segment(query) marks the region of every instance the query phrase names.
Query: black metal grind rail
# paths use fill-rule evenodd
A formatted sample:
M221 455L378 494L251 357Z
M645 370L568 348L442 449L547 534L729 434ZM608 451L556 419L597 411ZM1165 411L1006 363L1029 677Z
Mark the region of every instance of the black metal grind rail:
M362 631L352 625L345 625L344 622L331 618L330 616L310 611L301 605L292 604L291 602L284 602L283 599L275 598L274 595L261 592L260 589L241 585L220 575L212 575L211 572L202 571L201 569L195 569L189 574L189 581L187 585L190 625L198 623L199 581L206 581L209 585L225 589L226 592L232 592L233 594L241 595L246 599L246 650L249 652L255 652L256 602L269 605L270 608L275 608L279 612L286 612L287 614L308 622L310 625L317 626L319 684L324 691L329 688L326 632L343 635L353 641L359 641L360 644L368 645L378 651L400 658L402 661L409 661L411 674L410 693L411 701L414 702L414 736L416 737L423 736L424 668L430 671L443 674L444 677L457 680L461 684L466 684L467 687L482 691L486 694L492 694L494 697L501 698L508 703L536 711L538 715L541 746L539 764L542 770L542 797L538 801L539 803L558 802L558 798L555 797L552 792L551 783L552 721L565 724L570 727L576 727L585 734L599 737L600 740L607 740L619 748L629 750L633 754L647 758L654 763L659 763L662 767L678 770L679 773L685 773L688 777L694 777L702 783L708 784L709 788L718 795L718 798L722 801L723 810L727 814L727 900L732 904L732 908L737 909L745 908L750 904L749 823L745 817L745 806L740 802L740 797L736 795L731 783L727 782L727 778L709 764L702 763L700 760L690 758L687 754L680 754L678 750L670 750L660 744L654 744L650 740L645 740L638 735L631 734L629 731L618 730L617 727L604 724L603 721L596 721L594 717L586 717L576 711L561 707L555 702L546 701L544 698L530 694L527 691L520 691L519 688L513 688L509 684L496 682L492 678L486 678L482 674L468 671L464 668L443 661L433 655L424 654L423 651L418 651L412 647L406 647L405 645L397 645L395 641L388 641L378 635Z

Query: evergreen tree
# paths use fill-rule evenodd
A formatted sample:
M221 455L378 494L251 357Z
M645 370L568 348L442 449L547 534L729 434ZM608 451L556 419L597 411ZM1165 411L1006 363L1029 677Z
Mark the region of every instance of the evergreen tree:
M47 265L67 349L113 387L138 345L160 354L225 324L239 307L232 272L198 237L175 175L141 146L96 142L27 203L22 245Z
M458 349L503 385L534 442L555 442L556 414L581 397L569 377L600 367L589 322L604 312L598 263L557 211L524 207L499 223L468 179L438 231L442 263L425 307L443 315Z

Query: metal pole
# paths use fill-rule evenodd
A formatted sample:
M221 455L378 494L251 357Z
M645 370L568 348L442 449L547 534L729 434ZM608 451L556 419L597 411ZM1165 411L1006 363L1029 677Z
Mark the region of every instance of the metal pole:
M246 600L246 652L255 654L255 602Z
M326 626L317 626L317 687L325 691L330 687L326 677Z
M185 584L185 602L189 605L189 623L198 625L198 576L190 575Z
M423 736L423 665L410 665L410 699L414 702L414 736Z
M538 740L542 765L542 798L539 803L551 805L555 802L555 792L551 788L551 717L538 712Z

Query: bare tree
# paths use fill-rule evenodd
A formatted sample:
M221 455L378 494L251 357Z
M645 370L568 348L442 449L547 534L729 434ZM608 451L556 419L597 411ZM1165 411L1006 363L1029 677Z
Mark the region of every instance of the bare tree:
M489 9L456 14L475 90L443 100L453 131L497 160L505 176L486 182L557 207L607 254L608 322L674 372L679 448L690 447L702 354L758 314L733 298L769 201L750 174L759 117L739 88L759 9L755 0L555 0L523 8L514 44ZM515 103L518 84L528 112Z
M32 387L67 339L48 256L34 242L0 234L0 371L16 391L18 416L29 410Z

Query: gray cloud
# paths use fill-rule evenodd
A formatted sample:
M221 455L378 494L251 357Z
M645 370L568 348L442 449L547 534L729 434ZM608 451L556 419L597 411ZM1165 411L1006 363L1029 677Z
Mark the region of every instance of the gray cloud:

#####

▶ _Instructions for the task_: Every line of the data above should be reproduced word for word.

▶ _Reply to the exercise_:
segment(query) marks the region of every instance the query phrase names.
Query: black metal grind rail
# paths use fill-rule evenodd
A formatted sample:
M221 455L378 494L251 357Z
M645 370L568 348L442 449L547 534L729 434ZM608 451L556 419L597 411ZM1165 411L1006 363L1029 677Z
Mark the region of every instance of the black metal grind rail:
M362 631L352 625L345 625L344 622L331 618L330 616L310 611L301 605L292 604L291 602L284 602L283 599L275 598L274 595L261 592L260 589L241 585L220 575L212 575L211 572L202 571L201 569L195 569L189 574L189 581L187 585L190 625L198 623L199 581L206 581L209 585L225 589L226 592L232 592L233 594L241 595L246 599L246 650L249 652L255 652L256 602L269 605L270 608L275 608L279 612L286 612L287 614L308 622L310 625L317 626L319 684L324 691L329 688L326 632L343 635L353 641L359 641L360 644L368 645L378 651L400 658L402 661L409 661L411 674L410 693L411 701L414 702L414 736L416 737L423 736L424 668L430 671L443 674L444 677L457 680L461 684L466 684L467 687L482 691L486 694L492 694L494 697L501 698L508 703L536 711L538 715L541 746L539 764L542 770L542 797L538 801L539 803L558 802L558 798L555 797L552 792L551 783L552 721L565 724L570 727L576 727L585 734L599 737L600 740L607 740L619 748L629 750L633 754L647 758L654 763L659 763L662 767L678 770L679 773L685 773L688 777L694 777L702 783L708 784L709 788L718 795L718 798L722 801L723 810L727 814L727 900L732 904L732 908L737 909L745 908L750 904L749 823L745 817L745 806L740 802L740 797L736 795L731 783L727 782L727 778L709 764L702 763L700 760L690 758L687 754L680 754L678 750L670 750L660 744L654 744L650 740L645 740L638 735L631 734L629 731L618 730L617 727L604 724L603 721L596 721L594 717L586 717L576 711L561 707L555 702L546 701L544 698L530 694L527 691L520 691L519 688L513 688L509 684L496 682L492 678L486 678L482 674L468 671L464 668L443 661L433 655L424 654L423 651L418 651L412 647L406 647L405 645L397 645L395 641L388 641L378 635Z

Query: evergreen tree
# paths use fill-rule evenodd
A formatted sample:
M221 455L378 494L251 357Z
M645 370L568 348L442 449L547 534L729 434ZM608 451L556 419L597 411ZM1165 411L1006 363L1029 677Z
Mark the region of every instance of the evergreen tree:
M47 265L67 349L113 387L138 345L160 354L225 324L239 307L232 272L198 237L175 175L141 146L96 142L27 203L22 245Z
M458 349L503 385L534 442L555 442L556 414L581 397L569 377L600 367L589 322L604 312L598 263L557 211L524 207L499 223L468 179L438 231L442 263L425 307L443 315Z

Query: metal pole
# paths use fill-rule evenodd
A formatted sample:
M221 455L378 494L251 357Z
M645 370L568 348L442 449L547 534L729 434ZM608 451L556 419L597 411ZM1165 411L1006 363L1029 677Z
Mark the region of every instance of the metal pole:
M246 600L246 652L255 654L255 602Z
M326 626L317 626L317 687L325 691L330 687L326 677Z
M185 584L185 602L189 605L189 623L198 625L198 576L190 575Z
M423 736L423 665L410 665L410 699L414 702L414 736Z
M538 740L542 765L542 798L539 803L551 805L555 802L555 792L551 788L551 717L538 712Z

Query: bare tree
# paths use fill-rule evenodd
A formatted sample:
M221 455L378 494L251 357Z
M645 370L568 348L442 449L547 534L729 434ZM608 451L556 419L597 411ZM1165 411L1006 363L1029 677Z
Mark the region of every instance of the bare tree:
M489 9L456 14L475 90L443 100L453 131L497 160L505 176L486 182L557 207L607 254L608 322L674 372L679 448L690 447L702 354L758 314L733 298L769 201L750 174L759 117L739 88L759 9L755 0L555 0L523 8L514 44ZM515 103L518 84L528 112Z
M32 387L67 339L48 256L34 242L0 234L0 371L16 391L18 416L29 410Z

Query: gray cloud
# paths use fill-rule evenodd
A formatted sample:
M221 455L378 494L251 357Z
M645 370L568 348L442 449L547 534L729 434ZM608 451L556 419L597 411ZM1165 411L1006 363L1029 677Z
Mark the region of every instance of the gray cloud:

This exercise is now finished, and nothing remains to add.